* **Work instructions**: Return the following lines word for word, with nothing changed, added, or left out.

* **Entries supplied**:
--- START ---
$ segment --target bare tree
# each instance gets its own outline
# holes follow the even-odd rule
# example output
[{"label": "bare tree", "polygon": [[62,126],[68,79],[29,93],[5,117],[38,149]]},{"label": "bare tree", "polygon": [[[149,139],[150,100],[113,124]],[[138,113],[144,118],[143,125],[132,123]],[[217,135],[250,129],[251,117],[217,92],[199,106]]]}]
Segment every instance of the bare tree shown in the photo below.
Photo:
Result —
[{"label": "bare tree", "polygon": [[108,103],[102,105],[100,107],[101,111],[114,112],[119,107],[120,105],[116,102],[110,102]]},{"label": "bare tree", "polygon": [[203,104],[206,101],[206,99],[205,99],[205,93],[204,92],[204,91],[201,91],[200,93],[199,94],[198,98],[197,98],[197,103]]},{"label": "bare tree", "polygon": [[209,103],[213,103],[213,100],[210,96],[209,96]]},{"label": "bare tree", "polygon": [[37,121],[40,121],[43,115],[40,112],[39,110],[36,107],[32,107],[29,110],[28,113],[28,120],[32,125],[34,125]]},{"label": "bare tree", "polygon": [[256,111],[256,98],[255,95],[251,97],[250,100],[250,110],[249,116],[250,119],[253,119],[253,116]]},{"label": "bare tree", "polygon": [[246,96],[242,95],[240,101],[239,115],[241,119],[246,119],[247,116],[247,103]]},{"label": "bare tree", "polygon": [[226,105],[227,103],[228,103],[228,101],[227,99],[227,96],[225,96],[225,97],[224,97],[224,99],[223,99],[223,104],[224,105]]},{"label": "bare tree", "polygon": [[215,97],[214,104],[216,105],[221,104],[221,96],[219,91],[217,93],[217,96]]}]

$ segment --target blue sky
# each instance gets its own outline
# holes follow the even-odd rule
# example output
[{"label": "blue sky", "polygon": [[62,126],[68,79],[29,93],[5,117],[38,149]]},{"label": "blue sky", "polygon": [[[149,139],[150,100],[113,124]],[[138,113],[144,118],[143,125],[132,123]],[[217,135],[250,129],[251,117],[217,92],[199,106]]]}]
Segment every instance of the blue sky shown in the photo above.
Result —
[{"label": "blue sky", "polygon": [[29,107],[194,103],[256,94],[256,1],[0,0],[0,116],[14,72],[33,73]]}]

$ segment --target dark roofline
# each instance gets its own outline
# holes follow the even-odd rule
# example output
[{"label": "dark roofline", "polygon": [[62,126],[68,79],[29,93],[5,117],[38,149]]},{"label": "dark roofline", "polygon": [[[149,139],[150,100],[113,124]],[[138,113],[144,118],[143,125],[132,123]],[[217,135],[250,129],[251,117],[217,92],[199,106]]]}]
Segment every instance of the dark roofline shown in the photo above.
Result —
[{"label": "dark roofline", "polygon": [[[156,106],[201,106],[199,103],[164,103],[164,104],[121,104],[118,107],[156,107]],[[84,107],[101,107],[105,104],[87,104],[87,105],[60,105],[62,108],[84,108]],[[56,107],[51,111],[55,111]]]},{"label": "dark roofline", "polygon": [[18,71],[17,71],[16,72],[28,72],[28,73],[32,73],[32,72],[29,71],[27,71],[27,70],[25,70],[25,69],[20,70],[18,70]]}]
--- END ---
* **Answer for this exercise**:
$ segment --target bare tree
# each instance gets its own outline
# holes follow the even-odd rule
# example output
[{"label": "bare tree", "polygon": [[62,126],[68,79],[29,93],[5,117],[38,149]]},{"label": "bare tree", "polygon": [[[149,139],[150,100],[113,124]],[[138,113],[144,118],[143,125],[132,123]],[[217,135],[250,129],[251,117],[217,92],[199,106]]]}]
Segment every instance of the bare tree shown in the photo below.
Photo:
Result —
[{"label": "bare tree", "polygon": [[108,103],[102,105],[100,107],[101,111],[114,112],[119,107],[120,105],[116,102],[110,102]]},{"label": "bare tree", "polygon": [[203,104],[206,101],[206,99],[205,99],[205,93],[204,92],[204,91],[201,91],[200,93],[199,94],[198,98],[197,98],[197,103]]},{"label": "bare tree", "polygon": [[209,103],[213,103],[213,100],[210,96],[209,96]]},{"label": "bare tree", "polygon": [[37,121],[40,121],[43,115],[40,112],[39,110],[36,107],[32,107],[29,110],[28,113],[28,120],[32,125],[34,125]]},{"label": "bare tree", "polygon": [[256,111],[256,98],[255,95],[251,97],[250,100],[250,110],[249,116],[250,119],[253,119],[253,116]]},{"label": "bare tree", "polygon": [[246,96],[242,95],[240,101],[239,115],[241,119],[246,119],[247,116],[247,103]]},{"label": "bare tree", "polygon": [[226,105],[227,103],[228,103],[228,101],[227,99],[227,96],[225,96],[225,97],[224,97],[224,99],[223,99],[223,104],[224,105]]},{"label": "bare tree", "polygon": [[215,97],[214,104],[216,105],[221,104],[221,96],[219,91],[217,93],[217,96]]}]

$ segment --target blue sky
# each instance gets its own outline
# holes follow the even-odd rule
# example output
[{"label": "blue sky", "polygon": [[62,126],[68,79],[29,93],[5,117],[38,149]]},{"label": "blue sky", "polygon": [[[149,139],[150,100],[113,124]],[[138,113],[144,118],[143,125],[132,123]],[[217,135],[250,129],[251,117],[217,92],[199,106]]]}]
Segment every instance of the blue sky shown in the photo above.
Result —
[{"label": "blue sky", "polygon": [[29,107],[194,103],[256,94],[256,1],[0,0],[0,116],[14,72],[33,73]]}]

$ segment --target dark roofline
# each instance gets its own outline
# holes follow the even-odd rule
# example output
[{"label": "dark roofline", "polygon": [[62,126],[68,79],[29,93],[5,117],[38,149]]},{"label": "dark roofline", "polygon": [[[149,139],[150,100],[113,124]],[[138,113],[144,118],[143,125],[132,123]],[[217,135],[250,129],[251,117],[217,92],[199,106]]]}]
Segment every instance of the dark roofline shown in the photo above.
Result —
[{"label": "dark roofline", "polygon": [[[156,106],[201,106],[199,103],[164,103],[164,104],[121,104],[118,107],[156,107]],[[84,107],[101,107],[105,104],[87,104],[87,105],[60,105],[62,108],[84,108]],[[56,107],[51,111],[55,111]]]},{"label": "dark roofline", "polygon": [[18,71],[17,71],[16,72],[28,72],[28,73],[32,73],[32,72],[29,71],[27,71],[27,70],[25,70],[25,69],[20,70],[18,70]]}]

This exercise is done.